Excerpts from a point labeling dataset
--- BEGIN ---

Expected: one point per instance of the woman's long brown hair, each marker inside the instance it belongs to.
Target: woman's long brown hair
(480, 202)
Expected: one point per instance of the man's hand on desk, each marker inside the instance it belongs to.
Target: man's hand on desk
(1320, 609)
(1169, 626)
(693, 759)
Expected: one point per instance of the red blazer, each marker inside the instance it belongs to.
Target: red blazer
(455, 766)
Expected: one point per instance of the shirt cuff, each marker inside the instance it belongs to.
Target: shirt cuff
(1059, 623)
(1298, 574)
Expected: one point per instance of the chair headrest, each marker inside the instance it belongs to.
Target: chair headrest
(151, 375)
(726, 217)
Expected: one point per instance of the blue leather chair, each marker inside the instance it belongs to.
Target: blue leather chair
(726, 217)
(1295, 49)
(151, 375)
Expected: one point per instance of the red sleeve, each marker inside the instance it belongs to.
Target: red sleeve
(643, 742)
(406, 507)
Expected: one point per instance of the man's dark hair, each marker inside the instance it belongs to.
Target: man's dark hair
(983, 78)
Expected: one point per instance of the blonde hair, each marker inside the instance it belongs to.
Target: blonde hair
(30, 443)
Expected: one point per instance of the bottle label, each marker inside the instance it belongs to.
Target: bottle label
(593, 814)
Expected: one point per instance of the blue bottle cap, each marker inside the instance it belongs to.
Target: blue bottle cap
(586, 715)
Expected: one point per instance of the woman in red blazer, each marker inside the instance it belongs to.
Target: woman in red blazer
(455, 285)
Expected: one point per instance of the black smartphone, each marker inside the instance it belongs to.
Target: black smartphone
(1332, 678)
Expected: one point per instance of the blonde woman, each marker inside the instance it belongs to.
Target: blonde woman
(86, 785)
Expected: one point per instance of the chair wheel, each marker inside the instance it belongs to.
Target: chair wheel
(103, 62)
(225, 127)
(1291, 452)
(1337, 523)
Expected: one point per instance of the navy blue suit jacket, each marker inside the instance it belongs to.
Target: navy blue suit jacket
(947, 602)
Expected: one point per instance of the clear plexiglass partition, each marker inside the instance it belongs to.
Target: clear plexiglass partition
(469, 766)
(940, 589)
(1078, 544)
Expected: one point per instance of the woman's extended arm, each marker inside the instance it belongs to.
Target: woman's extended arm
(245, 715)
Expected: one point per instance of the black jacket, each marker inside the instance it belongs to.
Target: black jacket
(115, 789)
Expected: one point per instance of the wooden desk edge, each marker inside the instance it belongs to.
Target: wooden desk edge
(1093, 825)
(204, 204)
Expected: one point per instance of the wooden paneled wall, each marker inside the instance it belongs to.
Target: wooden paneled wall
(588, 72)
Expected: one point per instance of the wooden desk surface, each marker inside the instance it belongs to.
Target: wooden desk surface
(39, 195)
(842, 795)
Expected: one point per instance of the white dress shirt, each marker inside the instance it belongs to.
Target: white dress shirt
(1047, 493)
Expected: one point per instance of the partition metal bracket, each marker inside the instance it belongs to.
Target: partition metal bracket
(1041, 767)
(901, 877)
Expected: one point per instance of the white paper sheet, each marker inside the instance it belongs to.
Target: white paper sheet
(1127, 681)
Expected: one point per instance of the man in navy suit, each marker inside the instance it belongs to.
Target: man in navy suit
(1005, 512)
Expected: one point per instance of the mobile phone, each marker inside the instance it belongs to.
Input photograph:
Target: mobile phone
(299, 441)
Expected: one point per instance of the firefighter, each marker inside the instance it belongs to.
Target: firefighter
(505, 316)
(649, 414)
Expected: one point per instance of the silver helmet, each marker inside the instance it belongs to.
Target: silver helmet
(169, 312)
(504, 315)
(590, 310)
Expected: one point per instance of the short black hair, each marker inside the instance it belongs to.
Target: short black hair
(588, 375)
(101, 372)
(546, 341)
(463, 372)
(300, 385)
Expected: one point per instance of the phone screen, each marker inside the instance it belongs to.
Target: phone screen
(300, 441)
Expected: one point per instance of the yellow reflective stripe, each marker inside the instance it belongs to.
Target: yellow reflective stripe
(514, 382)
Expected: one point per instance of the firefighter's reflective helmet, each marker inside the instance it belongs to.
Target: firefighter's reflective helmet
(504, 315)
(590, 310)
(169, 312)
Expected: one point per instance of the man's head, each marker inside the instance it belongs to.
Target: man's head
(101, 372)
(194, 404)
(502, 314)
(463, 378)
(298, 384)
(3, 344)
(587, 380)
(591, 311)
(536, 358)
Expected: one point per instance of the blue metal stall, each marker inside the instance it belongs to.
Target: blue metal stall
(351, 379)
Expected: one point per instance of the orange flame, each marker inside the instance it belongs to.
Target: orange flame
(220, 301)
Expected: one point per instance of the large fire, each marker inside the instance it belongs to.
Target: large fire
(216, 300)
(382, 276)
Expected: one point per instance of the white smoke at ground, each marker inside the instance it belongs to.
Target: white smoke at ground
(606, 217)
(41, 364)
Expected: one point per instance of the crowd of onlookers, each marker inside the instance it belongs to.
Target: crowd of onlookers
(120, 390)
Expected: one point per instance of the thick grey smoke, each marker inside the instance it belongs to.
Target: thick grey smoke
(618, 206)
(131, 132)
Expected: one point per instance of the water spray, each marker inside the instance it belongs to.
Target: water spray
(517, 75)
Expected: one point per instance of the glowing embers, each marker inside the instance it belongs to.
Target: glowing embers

--- END ---

## PROBLEM
Copy every line of the listing above word for word.

## THE SOLUTION
Expected: one point per instance of the woman's long brown hair, each marker inside the instance it belongs to.
Target: woman's long brown hair
(480, 202)
Expected: one point per instance of the man's hand on desk, each marker inside the instance it belongs to.
Target: man's hand on desk
(1320, 609)
(1169, 626)
(693, 759)
Expected: one point per instance of the red blazer, each marker inside the instance it belongs to.
Target: red blazer
(455, 766)
Expected: one point per instance of the shirt cuff, each marker inside the instance it belongs to.
Target: shirt cuff
(1059, 623)
(1298, 574)
Expected: one point per instance of the chair headrest, each marker inside the instance it belongs to.
Target: chair headrest
(151, 375)
(726, 217)
Expected: one point per instance of the blue leather chair, each marker inside the instance it belongs to.
Target: blue leather chair
(726, 217)
(1295, 49)
(151, 375)
Expected: one point per instance of the red sleeve, each marker inside the instance it belongs to.
Target: red sleeve
(643, 742)
(406, 507)
Expected: one point per instance of the man's dark hair, each marker inside the instance it belongs to.
Target: man's dark hair
(983, 78)
Expected: one point per instance of the blonde hair, each marker inside the instance it belongs to.
Target: blonde hair
(30, 443)
Expected: one point per instance of the bottle label, each marker inside the instance it belongs to.
Target: bottle label
(593, 814)
Expected: one point per instance of the blue bottle cap, each marker inside the instance it belongs to.
Target: blue bottle cap
(586, 715)
Expected: one point per instance of the woman in red blazer, each marker inside the instance it belongs to.
Target: woman in red blazer
(455, 285)
Expected: one point per instance of the black smartphone, each marker inside the instance it belongs to.
Target: black smartphone
(1332, 678)
Expected: one point per instance of the blonde woman, each marker inside the instance it belongs to.
Target: blonde woman
(86, 785)
Expected: one point per instance of the chair wheel, each marker inside the instance it belongs to.
Target: chair wheel
(103, 62)
(225, 127)
(1291, 452)
(1337, 523)
Expected: one point per instance of the navy blue suit jacket, each marker inside the instance it belongs to.
Target: navy blue suit jacket
(947, 602)
Expected: one point per instance of the clear plexiglass partition, each marker inside the instance it belongs to.
Target: clear plexiglass partition
(469, 766)
(940, 589)
(1078, 544)
Expected: one point per instance of the woman's extended arm, each marker inside the instance it belongs to.
Target: woman's extended arm
(245, 715)
Expected: one point per instance of the black jacket, each marker inside the instance it belongs to.
Target: black jacket
(115, 789)
Expected: one point per instance of the wooden desk edge, each marker inside the instance it belongs to.
Target: wooden desk edge
(1093, 825)
(204, 204)
Expected: one point per instance of the wooden paneled wall, each marker inside the instance it belongs to.
Target: wooden paneled wall
(588, 72)
Expected: one point per instance of the wooden desk surface, each marker inside the instance it belongs to.
Target: wooden desk surface
(39, 195)
(842, 795)
Expected: one point per instance of the white dress shirt, each marker inside the instance it belongs to.
Target: white dress shirt
(1047, 493)
Expected: one point per instance of the partition metal bracket, each marker inside the instance it belongs to.
Target: partition metal bracket
(1041, 767)
(901, 877)
Expected: one point per instance of the white paper sheet, each marker inside the instance it belongs to.
Target: white paper sheet
(1127, 681)
Expected: one point per instance of the man in navy suit, each marker inside the instance it belongs to.
Target: man in navy suit
(1005, 512)
Expected: one point per instance of the mobile phone, each marker inside the instance it belongs to.
Input photograph:
Target: mobile phone
(299, 441)
Expected: one point per instance of the firefighter, each marker inside the instance it belongs to.
Target: firefighter
(505, 316)
(649, 414)
Expected: one point per instance of the silver helmet, each marker inside the instance it belongs to.
Target: silver helmet
(169, 312)
(504, 315)
(590, 310)
Expected: one point per instance of the short black hair, each marker inside the instance it belongs to.
Target: short black hair
(588, 375)
(101, 372)
(546, 341)
(463, 372)
(300, 385)
Expected: one point per instance of the phone screen, each marker inside the instance it belongs to.
Target: phone screen
(300, 441)
Expected: one point per instance of the yellow reflective stripe, each marker inside the instance it belongs to.
Target: yellow reflective stripe
(514, 382)
Expected: one point per instance of the firefighter's reflective helmet, each marker inside the instance it belongs to.
Target: firefighter's reflective helmet
(504, 315)
(590, 310)
(169, 312)
Expected: one point per instance of the man's head, each marker inside the instance it belongs to.
Target: man's head
(101, 372)
(194, 404)
(502, 314)
(463, 378)
(298, 384)
(3, 344)
(587, 380)
(591, 311)
(536, 358)
Expected: one point per instance of the blue metal stall, each marker inside the instance it belongs to.
Target: blue metal stall
(351, 379)
Expected: one point per instance of the orange flame, each marker inside the instance it belongs to.
Target: orange flame
(220, 301)
Expected: one point per instance of the large fire, each marker inside the instance it belongs to.
Target: large fire
(216, 300)
(382, 276)
Expected: one point per instance of the white smoke at ground, each marker inside the instance it belongs to.
Target: white smoke at ground
(606, 217)
(41, 364)
Expected: one point per instance of the crowd of onlookers, each marker inside the instance it belongs to.
Target: crowd of onlookers
(120, 390)
Expected: one point per instance of the thick grey smoke, each marker inside the instance it belongs to.
Target: thick grey smoke
(618, 206)
(131, 132)
Expected: one point per instance of the water spray, each marker inside the instance it belongs to.
Target: water spray
(517, 75)
Expected: one point per instance of the glowing embers, each marker inside the instance it belongs to.
Target: glowing embers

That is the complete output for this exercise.